YOUR INSTRUCTIONS: From top to bottom, each entry below must be reproduced exactly.

STORED DATA:
----
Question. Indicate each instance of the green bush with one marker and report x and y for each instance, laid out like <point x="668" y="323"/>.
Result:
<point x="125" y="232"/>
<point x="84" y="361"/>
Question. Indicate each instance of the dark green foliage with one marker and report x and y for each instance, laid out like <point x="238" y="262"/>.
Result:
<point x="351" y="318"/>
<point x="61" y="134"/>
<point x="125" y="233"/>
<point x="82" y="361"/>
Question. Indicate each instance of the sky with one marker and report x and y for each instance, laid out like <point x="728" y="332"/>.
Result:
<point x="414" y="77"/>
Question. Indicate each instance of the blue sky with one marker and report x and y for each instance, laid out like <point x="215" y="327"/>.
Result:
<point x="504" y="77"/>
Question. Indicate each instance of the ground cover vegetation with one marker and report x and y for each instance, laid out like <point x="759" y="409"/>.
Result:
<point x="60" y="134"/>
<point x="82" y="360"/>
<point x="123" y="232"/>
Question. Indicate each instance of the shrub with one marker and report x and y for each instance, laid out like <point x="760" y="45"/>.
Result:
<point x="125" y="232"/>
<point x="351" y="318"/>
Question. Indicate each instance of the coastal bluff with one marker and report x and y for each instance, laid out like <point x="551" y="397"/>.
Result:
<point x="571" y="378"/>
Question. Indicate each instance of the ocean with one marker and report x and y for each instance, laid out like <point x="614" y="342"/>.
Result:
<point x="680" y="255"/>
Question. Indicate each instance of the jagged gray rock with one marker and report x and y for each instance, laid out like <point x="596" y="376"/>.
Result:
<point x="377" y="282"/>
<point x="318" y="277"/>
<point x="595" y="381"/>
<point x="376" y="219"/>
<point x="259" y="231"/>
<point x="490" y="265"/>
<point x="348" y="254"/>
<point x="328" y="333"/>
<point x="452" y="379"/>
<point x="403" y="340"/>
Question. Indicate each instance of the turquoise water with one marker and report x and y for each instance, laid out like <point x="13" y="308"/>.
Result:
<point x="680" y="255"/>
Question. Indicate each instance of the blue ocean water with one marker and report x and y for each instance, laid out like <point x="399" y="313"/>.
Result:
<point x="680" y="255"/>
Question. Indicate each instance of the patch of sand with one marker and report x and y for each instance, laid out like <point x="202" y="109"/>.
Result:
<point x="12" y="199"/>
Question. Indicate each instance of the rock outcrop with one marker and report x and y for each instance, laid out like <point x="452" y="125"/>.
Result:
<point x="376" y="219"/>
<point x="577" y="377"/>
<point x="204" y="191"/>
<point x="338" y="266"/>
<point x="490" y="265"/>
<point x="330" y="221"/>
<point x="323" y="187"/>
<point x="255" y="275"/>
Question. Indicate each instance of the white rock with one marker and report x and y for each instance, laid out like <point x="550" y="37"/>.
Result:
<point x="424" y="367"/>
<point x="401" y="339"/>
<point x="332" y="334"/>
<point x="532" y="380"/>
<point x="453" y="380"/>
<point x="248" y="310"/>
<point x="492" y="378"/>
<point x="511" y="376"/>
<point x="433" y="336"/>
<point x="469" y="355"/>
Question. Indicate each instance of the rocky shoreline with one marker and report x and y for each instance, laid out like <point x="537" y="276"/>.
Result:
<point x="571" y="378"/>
----
RESULT OF THE EXERCISE:
Question. Indicate each instance of the green bush with one marker and report x and y for each instance, laid out like <point x="668" y="323"/>.
Result:
<point x="125" y="232"/>
<point x="84" y="361"/>
Question. Indicate each instance of the dark green foliage with one marker and report x and y for each instance, laid out like <point x="238" y="262"/>.
Result:
<point x="351" y="318"/>
<point x="61" y="134"/>
<point x="125" y="233"/>
<point x="82" y="361"/>
Question. Indicate each instance of the sky with one marker and report x and y for each instance, laid out like <point x="728" y="332"/>.
Result:
<point x="414" y="77"/>
Question. Indicate each instance of the blue sky with one marker and report x and y for each instance, laid out like <point x="215" y="327"/>.
Result:
<point x="504" y="77"/>
Question. Indicate each instance of the ground cover vegetation with one marker and report x and y for each instance, laid out like <point x="759" y="409"/>.
Result:
<point x="60" y="134"/>
<point x="82" y="360"/>
<point x="123" y="232"/>
Question. Indicate each instance of the shrub with one marker and report x and y for each instance, laid out like <point x="760" y="45"/>.
Result:
<point x="125" y="232"/>
<point x="351" y="318"/>
Question. Indicate each instance of the coastal bluff with one marker and report x and y for each instance, laid out like <point x="551" y="397"/>.
Result:
<point x="571" y="378"/>
Question. Indicate each instance of the ocean with one marker and report x and y for each instance, laid out like <point x="614" y="342"/>.
Result:
<point x="680" y="255"/>
Question. Indicate each instance of the jagged gray rock with one marker and report x and y for each instance, laid out like <point x="596" y="376"/>.
Result:
<point x="377" y="282"/>
<point x="318" y="277"/>
<point x="595" y="381"/>
<point x="376" y="219"/>
<point x="259" y="231"/>
<point x="490" y="265"/>
<point x="348" y="254"/>
<point x="328" y="333"/>
<point x="452" y="379"/>
<point x="403" y="340"/>
Question. Indicate each instance of the turquoise water with one marker and report x and y for each instance, laid out like <point x="13" y="308"/>.
Result:
<point x="680" y="255"/>
Question. Indicate each instance of the blue ocean water with one marker and report x and y for each instance, laid out like <point x="399" y="313"/>.
Result:
<point x="680" y="255"/>
Question. Indicate each instance of the patch of sand with one marker and report x and y for each instance, laid out like <point x="202" y="109"/>.
Result:
<point x="12" y="199"/>
Question. Indicate each instance of the rock outcrop with one marker and report x and y for each instance, laid out like <point x="452" y="125"/>.
Result:
<point x="376" y="219"/>
<point x="577" y="377"/>
<point x="204" y="191"/>
<point x="338" y="266"/>
<point x="490" y="265"/>
<point x="330" y="221"/>
<point x="323" y="187"/>
<point x="255" y="275"/>
Question. Indicate each instance of the white rock with one marker and report x and y for each instance, laid out like <point x="550" y="37"/>.
Result:
<point x="424" y="367"/>
<point x="401" y="339"/>
<point x="332" y="334"/>
<point x="532" y="380"/>
<point x="453" y="380"/>
<point x="248" y="310"/>
<point x="492" y="378"/>
<point x="511" y="376"/>
<point x="433" y="336"/>
<point x="469" y="355"/>
Question. Indicate each instance of the rocky shoreline with one marker and report x and y for each instance, laid out like <point x="537" y="276"/>.
Result:
<point x="571" y="378"/>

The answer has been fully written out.